### Text section:
The object of defence management is to establish, equip and sustain armed forces to produce as much coercive force as possible from the money that is provided — the old saying, "As much bang for the buck or rubble for the rouble as you can get out of your defence expenditure."

The object of military command, the third element in this statement, is to prepare the Canadian Forces to apply coercive force effectively and efficiently according to military principles at the direction of the government.

It is against these objectives that we should look at defence policies, choices and decisions into the future.

I believe that defence policies, like most other public policies, are not made but found, and they are found in a discussion that arrives at a consensus on what are the objectives in each of these categories. This kind of meeting, despite my Eeyore complex at the beginning of this discussion, is important because you are on the track of trying to find what is sustainable within the system.

We need to remember, I think, that, in the end, defence policy will be whatever the prime minister says it is at any particular moment, in the immediate sense, but in the longer sense, we need a new statement that looks at the interrelationships of strategic outlooks, resources, management and command. If we do not have a statement that is comprehensive in all these areas that links them logically, then we will have another white paper that is fine to look at, interesting to read and immediately put aside by the people who have to produce armed capabilities for Canada.

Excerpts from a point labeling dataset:
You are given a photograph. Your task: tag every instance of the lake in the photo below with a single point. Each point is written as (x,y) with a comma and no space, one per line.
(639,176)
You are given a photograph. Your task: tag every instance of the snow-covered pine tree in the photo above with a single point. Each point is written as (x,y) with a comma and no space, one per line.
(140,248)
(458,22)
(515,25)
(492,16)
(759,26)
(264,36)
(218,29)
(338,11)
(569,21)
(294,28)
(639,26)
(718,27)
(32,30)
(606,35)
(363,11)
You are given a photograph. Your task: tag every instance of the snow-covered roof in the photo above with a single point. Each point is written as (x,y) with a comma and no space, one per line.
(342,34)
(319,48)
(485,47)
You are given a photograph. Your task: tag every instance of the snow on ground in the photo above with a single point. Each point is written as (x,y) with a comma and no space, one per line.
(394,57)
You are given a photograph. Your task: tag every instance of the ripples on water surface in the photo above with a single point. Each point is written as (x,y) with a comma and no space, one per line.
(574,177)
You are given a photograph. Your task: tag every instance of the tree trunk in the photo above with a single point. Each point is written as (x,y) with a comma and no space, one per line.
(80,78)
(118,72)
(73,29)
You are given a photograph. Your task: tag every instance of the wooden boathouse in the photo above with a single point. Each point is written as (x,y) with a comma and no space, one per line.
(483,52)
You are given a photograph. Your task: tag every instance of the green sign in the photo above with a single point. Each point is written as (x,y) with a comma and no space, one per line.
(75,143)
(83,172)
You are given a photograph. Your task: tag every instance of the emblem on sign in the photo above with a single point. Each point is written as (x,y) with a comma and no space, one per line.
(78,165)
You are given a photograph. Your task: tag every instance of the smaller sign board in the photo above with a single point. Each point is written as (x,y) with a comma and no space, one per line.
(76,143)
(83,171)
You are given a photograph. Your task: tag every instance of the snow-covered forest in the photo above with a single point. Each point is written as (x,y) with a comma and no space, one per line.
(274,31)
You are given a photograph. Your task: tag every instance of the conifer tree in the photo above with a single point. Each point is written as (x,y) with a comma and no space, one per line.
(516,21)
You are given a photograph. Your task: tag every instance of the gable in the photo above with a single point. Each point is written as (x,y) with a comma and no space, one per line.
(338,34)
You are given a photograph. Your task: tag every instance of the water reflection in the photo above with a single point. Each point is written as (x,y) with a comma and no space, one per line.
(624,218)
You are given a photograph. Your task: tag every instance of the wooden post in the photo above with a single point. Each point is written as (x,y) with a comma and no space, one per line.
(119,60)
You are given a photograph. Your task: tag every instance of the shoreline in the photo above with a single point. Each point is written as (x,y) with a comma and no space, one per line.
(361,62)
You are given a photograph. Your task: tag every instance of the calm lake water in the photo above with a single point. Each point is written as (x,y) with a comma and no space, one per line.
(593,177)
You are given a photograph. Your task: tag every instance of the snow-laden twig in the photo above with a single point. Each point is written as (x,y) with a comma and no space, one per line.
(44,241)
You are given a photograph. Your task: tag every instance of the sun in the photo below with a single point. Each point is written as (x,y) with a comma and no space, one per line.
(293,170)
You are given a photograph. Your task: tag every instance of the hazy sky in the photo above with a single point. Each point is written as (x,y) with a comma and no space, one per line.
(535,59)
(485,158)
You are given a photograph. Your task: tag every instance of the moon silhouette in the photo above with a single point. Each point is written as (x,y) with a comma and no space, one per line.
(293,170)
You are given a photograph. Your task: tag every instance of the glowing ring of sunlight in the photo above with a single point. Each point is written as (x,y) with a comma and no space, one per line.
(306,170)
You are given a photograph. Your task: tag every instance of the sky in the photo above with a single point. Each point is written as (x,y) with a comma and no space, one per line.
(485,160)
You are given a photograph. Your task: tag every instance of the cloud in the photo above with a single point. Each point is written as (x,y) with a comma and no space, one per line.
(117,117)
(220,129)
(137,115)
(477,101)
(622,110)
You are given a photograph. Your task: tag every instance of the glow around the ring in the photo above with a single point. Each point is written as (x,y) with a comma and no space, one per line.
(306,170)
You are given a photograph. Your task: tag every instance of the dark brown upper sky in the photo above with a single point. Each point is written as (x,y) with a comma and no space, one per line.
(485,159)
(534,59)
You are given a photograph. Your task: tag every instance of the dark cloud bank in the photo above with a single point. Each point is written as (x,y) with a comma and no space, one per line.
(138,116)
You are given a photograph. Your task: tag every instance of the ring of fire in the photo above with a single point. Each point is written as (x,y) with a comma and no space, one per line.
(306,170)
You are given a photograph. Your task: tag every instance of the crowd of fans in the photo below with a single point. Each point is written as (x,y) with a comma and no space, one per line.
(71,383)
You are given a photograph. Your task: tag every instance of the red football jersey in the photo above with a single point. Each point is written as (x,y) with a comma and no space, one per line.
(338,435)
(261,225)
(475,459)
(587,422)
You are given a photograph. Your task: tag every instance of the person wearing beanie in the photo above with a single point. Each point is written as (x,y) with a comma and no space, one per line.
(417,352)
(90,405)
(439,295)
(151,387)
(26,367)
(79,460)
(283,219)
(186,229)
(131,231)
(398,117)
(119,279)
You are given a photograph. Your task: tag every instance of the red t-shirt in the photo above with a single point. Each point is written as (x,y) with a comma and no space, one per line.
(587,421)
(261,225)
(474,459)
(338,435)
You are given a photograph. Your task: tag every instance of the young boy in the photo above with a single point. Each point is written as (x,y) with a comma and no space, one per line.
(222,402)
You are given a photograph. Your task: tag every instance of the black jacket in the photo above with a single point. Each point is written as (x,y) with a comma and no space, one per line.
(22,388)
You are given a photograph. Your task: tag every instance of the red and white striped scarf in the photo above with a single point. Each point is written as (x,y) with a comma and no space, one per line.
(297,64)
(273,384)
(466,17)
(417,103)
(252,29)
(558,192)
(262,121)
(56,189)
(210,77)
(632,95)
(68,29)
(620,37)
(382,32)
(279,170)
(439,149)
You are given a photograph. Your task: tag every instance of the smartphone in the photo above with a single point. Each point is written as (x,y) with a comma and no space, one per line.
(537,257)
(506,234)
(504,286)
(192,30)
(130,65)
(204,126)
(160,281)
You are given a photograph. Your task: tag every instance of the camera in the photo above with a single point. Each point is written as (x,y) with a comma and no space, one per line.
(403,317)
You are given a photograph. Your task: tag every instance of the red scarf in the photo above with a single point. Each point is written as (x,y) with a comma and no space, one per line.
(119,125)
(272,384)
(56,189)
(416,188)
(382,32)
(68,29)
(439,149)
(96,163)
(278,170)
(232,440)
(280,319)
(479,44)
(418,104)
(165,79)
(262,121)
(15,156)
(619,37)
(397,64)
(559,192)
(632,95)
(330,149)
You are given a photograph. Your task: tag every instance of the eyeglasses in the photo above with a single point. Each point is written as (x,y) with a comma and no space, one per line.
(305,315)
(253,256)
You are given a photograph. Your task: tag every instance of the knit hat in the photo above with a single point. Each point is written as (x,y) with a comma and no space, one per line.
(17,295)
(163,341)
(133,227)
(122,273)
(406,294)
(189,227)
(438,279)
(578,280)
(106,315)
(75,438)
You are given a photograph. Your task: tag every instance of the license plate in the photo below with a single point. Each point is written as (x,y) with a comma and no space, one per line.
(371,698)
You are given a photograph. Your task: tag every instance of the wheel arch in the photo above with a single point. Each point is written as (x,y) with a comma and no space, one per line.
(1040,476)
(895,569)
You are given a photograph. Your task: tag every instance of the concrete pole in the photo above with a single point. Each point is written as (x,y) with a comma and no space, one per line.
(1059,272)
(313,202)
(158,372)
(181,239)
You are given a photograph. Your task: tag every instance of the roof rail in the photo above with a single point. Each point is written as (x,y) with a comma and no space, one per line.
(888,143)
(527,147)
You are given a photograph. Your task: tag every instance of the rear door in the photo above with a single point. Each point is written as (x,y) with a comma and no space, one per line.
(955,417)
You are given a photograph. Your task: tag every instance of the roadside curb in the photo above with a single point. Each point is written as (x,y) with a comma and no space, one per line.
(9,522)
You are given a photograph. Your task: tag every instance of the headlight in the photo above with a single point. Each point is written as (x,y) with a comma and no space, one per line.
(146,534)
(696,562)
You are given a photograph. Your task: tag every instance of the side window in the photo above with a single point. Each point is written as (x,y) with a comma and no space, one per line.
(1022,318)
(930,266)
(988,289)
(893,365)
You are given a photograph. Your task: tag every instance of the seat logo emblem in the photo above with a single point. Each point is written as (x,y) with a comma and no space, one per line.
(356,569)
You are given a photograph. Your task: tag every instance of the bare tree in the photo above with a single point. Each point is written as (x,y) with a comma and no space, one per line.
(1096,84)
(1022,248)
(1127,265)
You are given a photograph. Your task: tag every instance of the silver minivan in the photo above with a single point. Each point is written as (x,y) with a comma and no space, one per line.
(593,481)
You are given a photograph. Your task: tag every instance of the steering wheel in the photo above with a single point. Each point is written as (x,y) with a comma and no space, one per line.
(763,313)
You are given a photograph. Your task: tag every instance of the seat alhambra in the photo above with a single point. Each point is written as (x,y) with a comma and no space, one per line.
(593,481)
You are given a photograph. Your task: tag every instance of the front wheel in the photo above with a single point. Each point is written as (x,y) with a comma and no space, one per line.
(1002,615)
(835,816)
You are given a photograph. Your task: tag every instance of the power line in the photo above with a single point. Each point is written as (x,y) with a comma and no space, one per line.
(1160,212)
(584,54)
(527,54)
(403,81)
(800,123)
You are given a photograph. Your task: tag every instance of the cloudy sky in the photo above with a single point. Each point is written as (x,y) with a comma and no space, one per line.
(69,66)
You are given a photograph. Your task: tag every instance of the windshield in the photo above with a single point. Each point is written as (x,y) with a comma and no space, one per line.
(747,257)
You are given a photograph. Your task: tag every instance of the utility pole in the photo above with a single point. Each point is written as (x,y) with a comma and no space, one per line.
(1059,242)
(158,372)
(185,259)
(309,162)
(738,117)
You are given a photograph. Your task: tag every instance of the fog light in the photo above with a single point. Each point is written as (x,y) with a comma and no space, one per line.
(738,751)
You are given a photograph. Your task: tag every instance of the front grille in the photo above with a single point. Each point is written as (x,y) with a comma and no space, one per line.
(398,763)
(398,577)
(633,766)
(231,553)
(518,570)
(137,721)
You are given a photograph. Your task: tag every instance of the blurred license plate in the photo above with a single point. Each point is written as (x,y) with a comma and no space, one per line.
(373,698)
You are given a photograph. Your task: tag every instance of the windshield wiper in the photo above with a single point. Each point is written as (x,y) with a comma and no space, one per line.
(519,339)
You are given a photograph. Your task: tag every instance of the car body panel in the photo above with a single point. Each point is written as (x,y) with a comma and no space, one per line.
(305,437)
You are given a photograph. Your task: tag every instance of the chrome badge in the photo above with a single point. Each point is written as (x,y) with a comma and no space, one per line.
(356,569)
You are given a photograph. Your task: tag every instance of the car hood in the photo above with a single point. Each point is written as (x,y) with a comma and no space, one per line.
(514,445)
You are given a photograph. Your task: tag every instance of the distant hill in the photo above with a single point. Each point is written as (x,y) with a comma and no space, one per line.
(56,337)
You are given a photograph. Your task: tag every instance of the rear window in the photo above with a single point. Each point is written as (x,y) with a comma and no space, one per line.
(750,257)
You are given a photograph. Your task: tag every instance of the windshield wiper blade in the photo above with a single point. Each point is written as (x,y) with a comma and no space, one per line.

### Required actions:
(A) In the defence policy text, what does defence policy become in the immediate sense?
(B) Quote the defence policy text between "The object of military" and "of the government.", inclusive.
This material has no connection to the defence policy text.

### Written answers:
(A) Whatever the prime minister says it is at any particular moment.

(B)
The object of military command, the third element in this statement, is to prepare the Canadian Forces to apply coercive force effectively and efficiently according to military principles at the direction of the government.